DAGScheduler的stage划分算法总结:会从触发action操作的那个rdd开始反向解析,首先会为最后一个rdd创建一个stage,反向解析的时候，遇到窄依赖就把当前的rdd加入到Stage,遇到宽依赖就断开,将宽依赖的那个rdd创建一个新的stage，那个rdd就是这个stage最后一个rdd。依此类推,遍历所有RDD为止。

stage划分源码分析

// DAGScheduler的job调度的核心入口
  // stage划分总结
  // 1、从finalStage推断
  // 2、通过宽依赖,来进行新的stage的划分
  // 3、使用递归,优先提交父stage
  private[scheduler] def handleJobSubmitted(jobId: Int,
      finalRDD: RDD[_],
      func: (TaskContext, Iterator[_]) => _,
      partitions: Array[Int],
      allowLocal: Boolean,
      callSite: CallSite,
      listener: JobListener,
      properties: Properties = null)

____

任务简述 A >>
照抄条目中从第一行起、到含有“65 99 L 65 93”的那一行为止的各行，首尾两行都要包括在内。

(集合条目)
____

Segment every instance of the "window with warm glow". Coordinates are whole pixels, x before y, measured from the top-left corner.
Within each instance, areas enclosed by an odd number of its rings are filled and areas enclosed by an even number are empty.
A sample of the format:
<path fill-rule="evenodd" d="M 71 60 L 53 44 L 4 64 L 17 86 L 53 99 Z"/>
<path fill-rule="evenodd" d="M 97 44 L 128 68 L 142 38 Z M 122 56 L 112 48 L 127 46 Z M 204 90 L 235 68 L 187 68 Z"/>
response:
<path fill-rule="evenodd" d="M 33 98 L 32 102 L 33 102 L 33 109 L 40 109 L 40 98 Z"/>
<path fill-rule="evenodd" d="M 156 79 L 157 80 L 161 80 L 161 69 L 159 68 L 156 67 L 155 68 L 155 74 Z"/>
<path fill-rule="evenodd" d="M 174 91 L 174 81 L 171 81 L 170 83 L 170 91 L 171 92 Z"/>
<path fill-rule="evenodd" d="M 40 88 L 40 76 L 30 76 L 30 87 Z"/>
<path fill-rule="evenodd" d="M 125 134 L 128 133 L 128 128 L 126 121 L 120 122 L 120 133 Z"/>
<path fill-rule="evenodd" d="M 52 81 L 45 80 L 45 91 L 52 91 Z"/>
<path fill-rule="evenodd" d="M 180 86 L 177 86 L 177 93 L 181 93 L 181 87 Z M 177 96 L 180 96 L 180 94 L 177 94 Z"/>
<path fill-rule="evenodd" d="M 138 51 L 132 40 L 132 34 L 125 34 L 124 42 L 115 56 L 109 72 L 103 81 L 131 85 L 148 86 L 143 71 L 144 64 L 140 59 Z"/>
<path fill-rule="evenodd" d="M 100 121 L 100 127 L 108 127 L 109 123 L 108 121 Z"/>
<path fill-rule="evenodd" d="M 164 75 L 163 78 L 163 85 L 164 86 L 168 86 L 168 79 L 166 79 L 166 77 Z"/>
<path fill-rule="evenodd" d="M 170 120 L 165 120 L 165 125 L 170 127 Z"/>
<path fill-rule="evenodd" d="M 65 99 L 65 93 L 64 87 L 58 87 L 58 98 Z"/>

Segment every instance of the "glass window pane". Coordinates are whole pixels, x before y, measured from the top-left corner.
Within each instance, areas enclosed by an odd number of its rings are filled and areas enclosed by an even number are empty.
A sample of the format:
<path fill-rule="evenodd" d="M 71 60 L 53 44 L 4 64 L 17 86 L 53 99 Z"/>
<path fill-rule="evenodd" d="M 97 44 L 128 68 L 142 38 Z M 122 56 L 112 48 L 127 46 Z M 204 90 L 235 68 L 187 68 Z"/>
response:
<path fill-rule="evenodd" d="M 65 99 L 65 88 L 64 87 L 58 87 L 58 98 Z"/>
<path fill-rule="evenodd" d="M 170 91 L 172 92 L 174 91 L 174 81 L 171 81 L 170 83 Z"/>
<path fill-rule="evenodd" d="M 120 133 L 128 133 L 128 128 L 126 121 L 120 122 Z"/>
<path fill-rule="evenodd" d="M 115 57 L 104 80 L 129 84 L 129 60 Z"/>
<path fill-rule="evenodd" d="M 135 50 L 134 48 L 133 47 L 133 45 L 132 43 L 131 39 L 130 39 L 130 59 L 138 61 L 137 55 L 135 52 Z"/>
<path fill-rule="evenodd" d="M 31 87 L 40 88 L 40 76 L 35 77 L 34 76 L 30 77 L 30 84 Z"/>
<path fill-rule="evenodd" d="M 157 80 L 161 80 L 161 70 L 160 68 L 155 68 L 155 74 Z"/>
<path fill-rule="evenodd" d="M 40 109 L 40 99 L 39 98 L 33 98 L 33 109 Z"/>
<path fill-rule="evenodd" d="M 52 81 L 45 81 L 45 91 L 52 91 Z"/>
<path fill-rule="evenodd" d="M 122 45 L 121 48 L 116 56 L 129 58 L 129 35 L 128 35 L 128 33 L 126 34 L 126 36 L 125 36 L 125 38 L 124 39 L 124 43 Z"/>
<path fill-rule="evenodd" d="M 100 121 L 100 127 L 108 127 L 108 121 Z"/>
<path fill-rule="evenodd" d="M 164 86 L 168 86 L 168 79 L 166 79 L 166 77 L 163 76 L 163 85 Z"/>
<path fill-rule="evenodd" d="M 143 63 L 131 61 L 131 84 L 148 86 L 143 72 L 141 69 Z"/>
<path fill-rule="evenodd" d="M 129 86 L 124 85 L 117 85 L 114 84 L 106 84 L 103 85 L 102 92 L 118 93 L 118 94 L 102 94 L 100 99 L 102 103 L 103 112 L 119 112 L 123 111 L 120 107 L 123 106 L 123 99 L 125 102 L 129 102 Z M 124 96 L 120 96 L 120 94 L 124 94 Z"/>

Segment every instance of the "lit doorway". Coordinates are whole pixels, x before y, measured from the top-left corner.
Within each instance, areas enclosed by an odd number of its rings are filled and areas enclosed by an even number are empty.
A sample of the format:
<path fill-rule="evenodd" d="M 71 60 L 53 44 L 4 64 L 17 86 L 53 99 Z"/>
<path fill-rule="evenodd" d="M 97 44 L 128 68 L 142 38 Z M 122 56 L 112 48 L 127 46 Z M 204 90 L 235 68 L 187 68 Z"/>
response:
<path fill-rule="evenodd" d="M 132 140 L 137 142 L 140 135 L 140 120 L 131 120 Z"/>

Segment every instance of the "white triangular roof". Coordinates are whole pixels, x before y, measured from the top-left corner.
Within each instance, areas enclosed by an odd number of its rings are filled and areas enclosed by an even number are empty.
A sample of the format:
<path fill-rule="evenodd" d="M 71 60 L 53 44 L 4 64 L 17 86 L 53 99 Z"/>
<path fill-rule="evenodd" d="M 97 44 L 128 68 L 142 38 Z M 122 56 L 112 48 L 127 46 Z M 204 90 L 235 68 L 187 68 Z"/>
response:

____

任务简述 B >>
列出文档里 handleJobSubmitted 方法声明中的全部参数名。

练习解答 A >>
Segment every instance of the "window with warm glow". Coordinates are whole pixels, x before y, measured from the top-left corner.
Within each instance, areas enclosed by an odd number of its rings are filled and areas enclosed by an even number are empty.
A sample of the format:
<path fill-rule="evenodd" d="M 71 60 L 53 44 L 4 64 L 17 86 L 53 99 Z"/>
<path fill-rule="evenodd" d="M 97 44 L 128 68 L 142 38 Z M 122 56 L 112 48 L 127 46 Z M 204 90 L 235 68 L 187 68 Z"/>
response:
<path fill-rule="evenodd" d="M 33 98 L 32 102 L 33 102 L 33 109 L 40 109 L 40 98 Z"/>
<path fill-rule="evenodd" d="M 156 79 L 157 80 L 161 80 L 161 69 L 159 68 L 156 67 L 155 68 L 155 74 Z"/>
<path fill-rule="evenodd" d="M 174 91 L 174 81 L 171 81 L 170 83 L 170 91 L 171 92 Z"/>
<path fill-rule="evenodd" d="M 40 88 L 40 76 L 30 76 L 30 87 Z"/>
<path fill-rule="evenodd" d="M 125 134 L 128 133 L 128 128 L 126 121 L 120 122 L 120 133 Z"/>
<path fill-rule="evenodd" d="M 52 81 L 45 80 L 45 91 L 52 91 Z"/>
<path fill-rule="evenodd" d="M 180 86 L 177 86 L 177 93 L 181 93 L 181 87 Z M 177 96 L 180 96 L 180 94 L 177 94 Z"/>
<path fill-rule="evenodd" d="M 138 51 L 132 40 L 132 34 L 125 34 L 124 42 L 115 56 L 109 72 L 103 81 L 131 85 L 148 86 L 143 71 L 144 64 L 140 59 Z"/>
<path fill-rule="evenodd" d="M 100 121 L 100 127 L 108 127 L 109 123 L 108 121 Z"/>
<path fill-rule="evenodd" d="M 164 75 L 163 78 L 163 85 L 164 86 L 168 86 L 168 79 L 166 79 L 166 77 Z"/>
<path fill-rule="evenodd" d="M 170 120 L 165 120 L 165 125 L 170 127 Z"/>
<path fill-rule="evenodd" d="M 65 99 L 65 93 L 64 87 L 58 87 L 58 98 Z"/>

练习解答 B >>
jobId、finalRDD、func、partitions、allowLocal、callSite、listener、properties